- **READING TEXT**:

Taking Sky Diving to the Next Level With 'Space Diving'
Aerospace firm wants to create the ultimate extreme sport.
Sept. 27, 2007 — -- As companies work toward rocketing paying passengers into space and back on commercial spaceships, one firm plans on doing it with a twist.
Instead of riding the ship back down to Earth, passengers will jump off it, hurtling through the atmosphere at supersonic speeds until their parachute deploys and they glide safely down to their home planet.
That's the idea behind Space Diver, a company aiming to develop a spacesuit that can survive jumps from amazingly high altitudes.
Spearheading the effort is Rick Tumlinson, an entrepreneur and longtime advocate of private spaceflight. He was a founding trustee of the Ansari X Prize, which awarded $10 million for sending the first private reusable manned craft into space in 2004.
Tumlinson says the suit's initial purpose will be to outfit the ultimate extreme sport of space diving, with the eventual goal of using the suit as a kind of high-altitude life vest for spacefarers in trouble.

- **Stored data entries**:
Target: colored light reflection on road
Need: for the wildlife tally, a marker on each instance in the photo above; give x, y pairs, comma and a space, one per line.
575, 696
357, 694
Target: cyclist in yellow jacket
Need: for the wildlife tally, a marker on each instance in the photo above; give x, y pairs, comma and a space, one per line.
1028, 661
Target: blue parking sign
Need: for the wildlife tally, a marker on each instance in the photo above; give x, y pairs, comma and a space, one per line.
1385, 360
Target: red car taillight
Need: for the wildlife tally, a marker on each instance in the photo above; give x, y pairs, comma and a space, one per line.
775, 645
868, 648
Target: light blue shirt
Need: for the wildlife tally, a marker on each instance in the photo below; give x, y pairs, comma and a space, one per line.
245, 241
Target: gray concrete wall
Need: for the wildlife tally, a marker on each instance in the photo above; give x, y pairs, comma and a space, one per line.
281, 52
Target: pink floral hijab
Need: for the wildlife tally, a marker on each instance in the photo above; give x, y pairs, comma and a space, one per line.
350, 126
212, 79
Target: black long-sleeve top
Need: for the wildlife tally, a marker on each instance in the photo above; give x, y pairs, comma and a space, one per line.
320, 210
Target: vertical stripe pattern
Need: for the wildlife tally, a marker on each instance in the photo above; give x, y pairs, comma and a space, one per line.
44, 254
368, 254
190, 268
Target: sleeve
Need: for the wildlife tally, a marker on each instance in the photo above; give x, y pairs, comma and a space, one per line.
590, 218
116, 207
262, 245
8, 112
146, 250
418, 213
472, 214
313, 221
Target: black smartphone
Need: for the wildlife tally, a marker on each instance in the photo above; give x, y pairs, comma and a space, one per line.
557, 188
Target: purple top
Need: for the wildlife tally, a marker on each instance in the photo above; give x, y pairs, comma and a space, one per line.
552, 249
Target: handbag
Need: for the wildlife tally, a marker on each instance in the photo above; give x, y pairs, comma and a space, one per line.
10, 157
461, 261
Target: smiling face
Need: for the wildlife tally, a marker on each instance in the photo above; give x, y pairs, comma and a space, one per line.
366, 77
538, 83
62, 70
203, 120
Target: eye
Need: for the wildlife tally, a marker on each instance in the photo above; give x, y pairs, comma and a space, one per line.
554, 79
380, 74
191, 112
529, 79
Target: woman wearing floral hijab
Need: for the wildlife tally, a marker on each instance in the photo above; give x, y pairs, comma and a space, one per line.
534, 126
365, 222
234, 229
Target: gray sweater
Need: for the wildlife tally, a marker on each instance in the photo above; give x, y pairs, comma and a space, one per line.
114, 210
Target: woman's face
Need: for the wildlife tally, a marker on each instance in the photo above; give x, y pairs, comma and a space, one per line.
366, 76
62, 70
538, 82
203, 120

- **WHAT THE TASK ASKS**: Extend the space diving article by continuing it from its final sentence.

- **ANSWER SPACE**:
His other company, Orbital Outfitters, designs spacesuits for the crew and passengers of commercial spaceships. In a few months, Orbital Outfitters is set to deliver its first prototype suit to XCOR Aerospace, one of about a dozen firms hoping to start selling tickets for spaceflights within the next few years.
Those suits will be designed for protection in an emergency, complete with full pressurization and oxygen supply, but they are by no means a space-diving suit.
"In one of them, you're sitting comfortably in a vehicle," Tumlinson said. "In the other one, you are the vehicle."
Tumlinson compares the suits that his two sister companies are designing to parachutes. "A parachute is both a safety device and a sporting device," he said. "Advances at either end support the other, and that's the way we're treating this. We're going to be pushing the boundaries of extreme sport, and we're going to be pushing the boundaries of extreme safety."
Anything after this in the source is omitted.